Give the entries from the line containing "Detect shaggy fur." through the line containing "left=387, top=326, right=444, bottom=350" as a JSON list of strings, one string per line, with blank lines omitted.

● Stored rows:
--------------------------------------------------
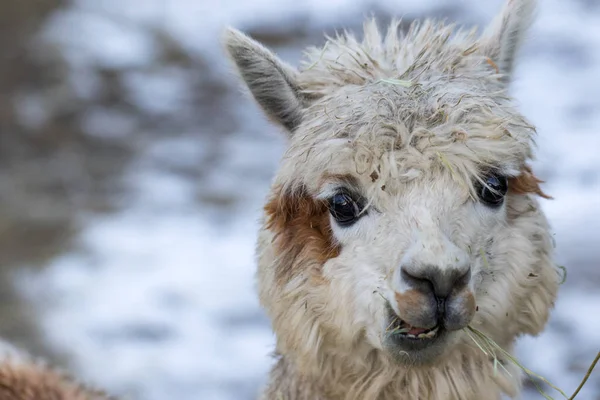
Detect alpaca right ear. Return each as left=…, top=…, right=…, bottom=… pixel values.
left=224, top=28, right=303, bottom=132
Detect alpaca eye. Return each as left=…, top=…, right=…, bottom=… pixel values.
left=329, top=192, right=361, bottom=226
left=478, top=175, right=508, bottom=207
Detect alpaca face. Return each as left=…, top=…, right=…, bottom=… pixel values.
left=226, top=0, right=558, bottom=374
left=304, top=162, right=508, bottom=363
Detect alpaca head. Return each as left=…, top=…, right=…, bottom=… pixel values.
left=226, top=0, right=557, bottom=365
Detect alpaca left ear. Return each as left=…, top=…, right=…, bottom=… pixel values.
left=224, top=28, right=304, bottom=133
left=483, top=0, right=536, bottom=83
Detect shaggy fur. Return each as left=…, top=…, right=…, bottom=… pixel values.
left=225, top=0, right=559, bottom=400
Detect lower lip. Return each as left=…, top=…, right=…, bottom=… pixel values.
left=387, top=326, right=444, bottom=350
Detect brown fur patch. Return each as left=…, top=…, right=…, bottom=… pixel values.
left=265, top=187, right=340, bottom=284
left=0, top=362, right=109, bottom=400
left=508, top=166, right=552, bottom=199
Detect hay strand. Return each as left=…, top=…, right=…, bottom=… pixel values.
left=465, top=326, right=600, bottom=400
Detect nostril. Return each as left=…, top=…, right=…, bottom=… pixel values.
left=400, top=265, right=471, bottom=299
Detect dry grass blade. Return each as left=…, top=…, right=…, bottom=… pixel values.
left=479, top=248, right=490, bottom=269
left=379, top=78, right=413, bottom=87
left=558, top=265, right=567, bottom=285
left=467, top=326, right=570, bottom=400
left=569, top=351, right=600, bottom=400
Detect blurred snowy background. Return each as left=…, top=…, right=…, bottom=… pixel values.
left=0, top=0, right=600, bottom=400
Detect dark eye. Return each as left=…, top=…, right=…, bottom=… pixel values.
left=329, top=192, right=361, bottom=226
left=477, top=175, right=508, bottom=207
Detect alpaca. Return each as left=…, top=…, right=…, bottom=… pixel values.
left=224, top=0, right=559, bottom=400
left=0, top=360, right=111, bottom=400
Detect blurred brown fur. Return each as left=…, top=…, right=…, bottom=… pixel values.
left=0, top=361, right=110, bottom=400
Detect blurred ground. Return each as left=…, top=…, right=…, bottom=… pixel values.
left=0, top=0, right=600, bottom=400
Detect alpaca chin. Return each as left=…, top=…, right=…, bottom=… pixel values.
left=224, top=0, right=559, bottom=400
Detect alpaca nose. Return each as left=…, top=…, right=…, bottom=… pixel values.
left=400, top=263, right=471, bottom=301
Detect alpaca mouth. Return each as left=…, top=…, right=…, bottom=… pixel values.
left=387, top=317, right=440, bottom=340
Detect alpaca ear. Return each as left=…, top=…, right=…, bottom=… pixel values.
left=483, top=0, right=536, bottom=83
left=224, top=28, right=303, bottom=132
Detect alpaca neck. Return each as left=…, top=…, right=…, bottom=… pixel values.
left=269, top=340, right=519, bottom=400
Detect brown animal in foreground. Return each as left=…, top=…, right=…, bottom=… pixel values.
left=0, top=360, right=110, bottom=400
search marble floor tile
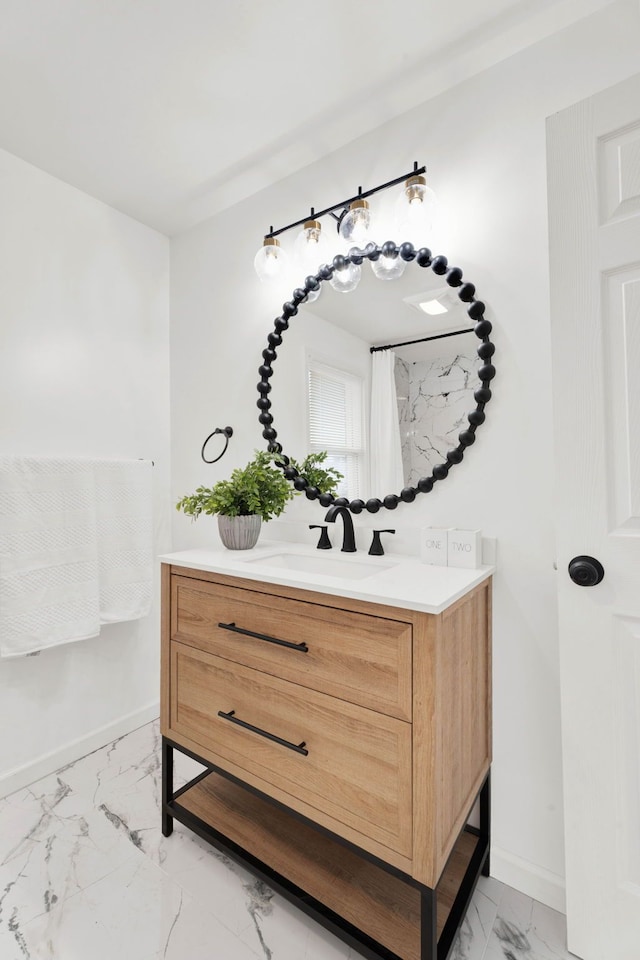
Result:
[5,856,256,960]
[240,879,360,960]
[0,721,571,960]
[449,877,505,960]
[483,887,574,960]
--------------------------------------------------
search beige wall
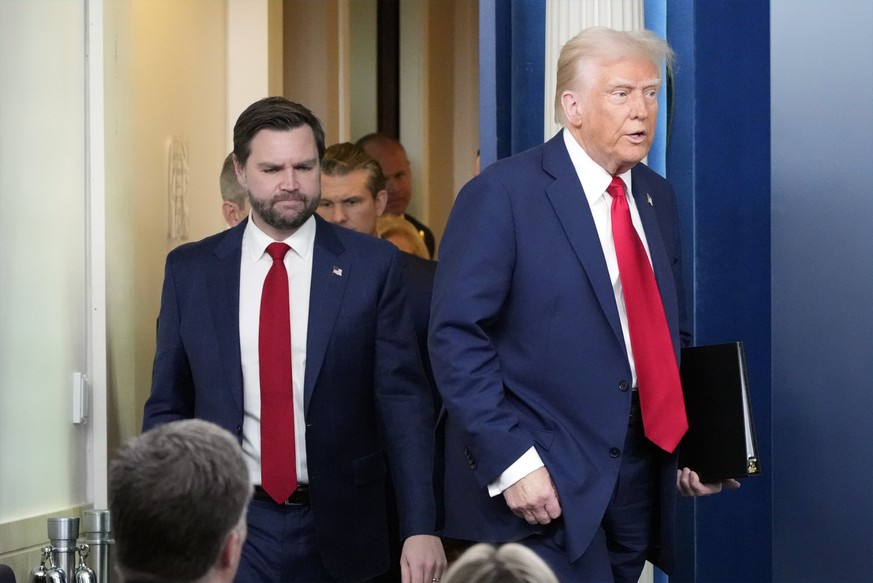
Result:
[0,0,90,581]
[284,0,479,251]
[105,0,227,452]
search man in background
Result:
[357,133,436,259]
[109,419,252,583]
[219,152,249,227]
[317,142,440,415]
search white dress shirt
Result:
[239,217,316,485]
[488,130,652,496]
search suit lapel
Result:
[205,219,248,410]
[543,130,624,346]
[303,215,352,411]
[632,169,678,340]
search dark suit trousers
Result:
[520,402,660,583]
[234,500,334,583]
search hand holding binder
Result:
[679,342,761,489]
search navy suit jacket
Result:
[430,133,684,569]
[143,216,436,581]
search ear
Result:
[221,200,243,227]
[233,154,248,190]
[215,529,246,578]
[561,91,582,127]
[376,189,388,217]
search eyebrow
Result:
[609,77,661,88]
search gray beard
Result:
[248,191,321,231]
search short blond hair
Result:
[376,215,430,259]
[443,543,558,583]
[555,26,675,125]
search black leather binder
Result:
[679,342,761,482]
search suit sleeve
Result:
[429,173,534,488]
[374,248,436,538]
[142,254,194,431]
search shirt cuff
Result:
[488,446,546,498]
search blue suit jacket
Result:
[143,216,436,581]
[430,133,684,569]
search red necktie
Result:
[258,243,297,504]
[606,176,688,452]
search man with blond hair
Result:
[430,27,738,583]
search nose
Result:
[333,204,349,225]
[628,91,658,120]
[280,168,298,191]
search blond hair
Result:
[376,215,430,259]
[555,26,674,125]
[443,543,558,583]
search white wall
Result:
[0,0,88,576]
--------------------------------------------------
● Full solution:
[
  "Detect shaggy fur. Return each as left=…, top=…, right=…, bottom=… pixel values.",
  "left=225, top=0, right=559, bottom=400",
  "Detect lower lip. Return each as left=…, top=…, right=…, bottom=… pixel values.",
  "left=387, top=326, right=444, bottom=350"
]